I would like you to restate each record word for word.

**Collected data**
- - -

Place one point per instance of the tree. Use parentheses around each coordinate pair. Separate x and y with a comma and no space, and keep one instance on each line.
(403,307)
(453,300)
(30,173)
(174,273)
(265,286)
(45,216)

- - -

**Answer area**
Place one point per instance of the tree. Use parentheses around each coordinate pair. Separate x and y with a comma and no space, and keep one instance on each line.
(403,307)
(453,300)
(30,173)
(174,273)
(265,286)
(45,216)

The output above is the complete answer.